(Natural language region descriptions)

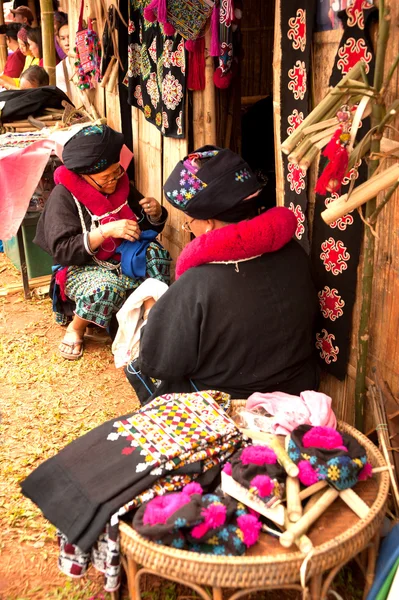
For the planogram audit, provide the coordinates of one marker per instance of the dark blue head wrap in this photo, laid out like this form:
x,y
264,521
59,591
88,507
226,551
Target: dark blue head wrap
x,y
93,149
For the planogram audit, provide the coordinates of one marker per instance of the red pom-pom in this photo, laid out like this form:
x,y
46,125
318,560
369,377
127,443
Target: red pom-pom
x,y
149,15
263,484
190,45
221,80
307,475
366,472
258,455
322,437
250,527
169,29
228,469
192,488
...
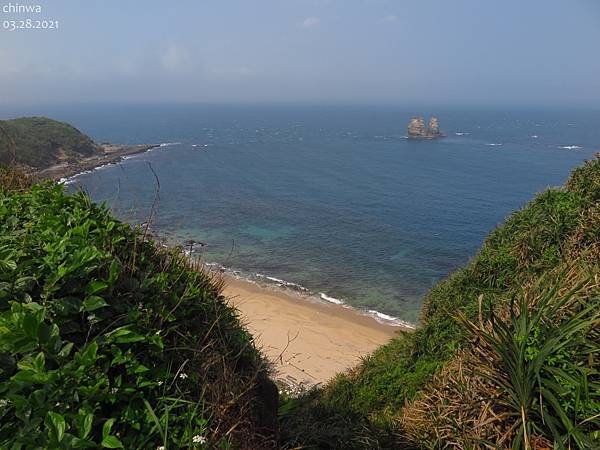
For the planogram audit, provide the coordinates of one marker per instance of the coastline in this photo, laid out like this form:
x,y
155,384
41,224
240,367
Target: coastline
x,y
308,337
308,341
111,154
...
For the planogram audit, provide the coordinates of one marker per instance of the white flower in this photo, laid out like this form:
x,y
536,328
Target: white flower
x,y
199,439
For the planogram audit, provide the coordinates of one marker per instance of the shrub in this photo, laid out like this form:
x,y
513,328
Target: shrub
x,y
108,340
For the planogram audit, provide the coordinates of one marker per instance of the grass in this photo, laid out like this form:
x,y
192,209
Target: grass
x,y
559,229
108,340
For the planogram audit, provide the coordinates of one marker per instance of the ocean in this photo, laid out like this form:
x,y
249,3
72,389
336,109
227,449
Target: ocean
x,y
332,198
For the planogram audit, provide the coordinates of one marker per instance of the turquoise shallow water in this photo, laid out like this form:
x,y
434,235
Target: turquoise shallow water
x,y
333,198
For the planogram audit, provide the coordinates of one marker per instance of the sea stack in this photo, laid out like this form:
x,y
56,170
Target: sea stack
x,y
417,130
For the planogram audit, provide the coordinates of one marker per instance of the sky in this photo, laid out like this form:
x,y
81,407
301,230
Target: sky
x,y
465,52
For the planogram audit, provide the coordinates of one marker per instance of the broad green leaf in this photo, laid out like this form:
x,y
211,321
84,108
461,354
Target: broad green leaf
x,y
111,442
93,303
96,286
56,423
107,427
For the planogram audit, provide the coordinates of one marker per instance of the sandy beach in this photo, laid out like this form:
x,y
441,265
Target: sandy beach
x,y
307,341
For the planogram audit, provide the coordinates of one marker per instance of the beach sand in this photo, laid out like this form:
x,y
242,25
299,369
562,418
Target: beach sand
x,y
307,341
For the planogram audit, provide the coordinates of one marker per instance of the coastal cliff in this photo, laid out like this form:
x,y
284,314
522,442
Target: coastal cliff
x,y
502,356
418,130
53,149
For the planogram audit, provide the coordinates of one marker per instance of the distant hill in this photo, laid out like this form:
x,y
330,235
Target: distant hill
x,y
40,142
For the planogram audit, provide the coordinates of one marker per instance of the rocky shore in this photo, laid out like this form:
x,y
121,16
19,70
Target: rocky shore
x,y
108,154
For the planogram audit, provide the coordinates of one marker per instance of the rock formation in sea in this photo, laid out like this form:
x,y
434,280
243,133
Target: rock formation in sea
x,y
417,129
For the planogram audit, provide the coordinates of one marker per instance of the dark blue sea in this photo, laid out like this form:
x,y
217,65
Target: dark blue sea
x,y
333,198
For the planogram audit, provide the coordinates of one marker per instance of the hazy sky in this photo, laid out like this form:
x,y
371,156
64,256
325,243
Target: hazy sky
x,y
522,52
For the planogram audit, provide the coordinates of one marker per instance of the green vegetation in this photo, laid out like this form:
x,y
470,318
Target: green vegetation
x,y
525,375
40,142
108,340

Your instructions: Of the lines above, extract only those from the line with "of the broad" to the line with "blue sea in", both included, exactly as written.

Answer for the task:
For the planogram audit, provide the coordinates of one marker per instance of the broad green leaf in this photo, laid out like this form:
x,y
211,321
84,108
461,354
Target: broad green leaf
x,y
111,442
93,303
96,286
56,423
107,427
For the planogram audit, provide the coordinates of one marker per instance of the sandy beach in this photo, laid out like this form:
x,y
441,265
Target: sandy beach
x,y
307,341
For the planogram audit, provide the coordinates of one marker per instance of the beach sand in this photo, laid out like this form:
x,y
242,25
299,369
562,418
Target: beach sand
x,y
307,341
For the planogram audit, provide the coordinates of one marker per instance of the coastal cliff in this photo, laid out like this form:
x,y
284,314
522,442
Target: coastal cliff
x,y
502,356
418,130
53,149
For the planogram audit, provide the coordinates of one marker per instance of the distant hill in this photo, laid out like this form:
x,y
330,235
Target: distant hill
x,y
40,142
For the planogram audit, provide the coordinates of one marker per instance of the rocky shore in this photo, laid out like this form:
x,y
121,16
19,70
Target: rocky shore
x,y
108,154
For the planogram audit, provide the coordinates of one marker per instance of the rock formation in sea in this photo, laid out like this form:
x,y
434,280
243,133
Target: rock formation in sea
x,y
417,129
For the planogram audit, provide the coordinates of one marker per instance of the dark blue sea in this photo, laid out like this form:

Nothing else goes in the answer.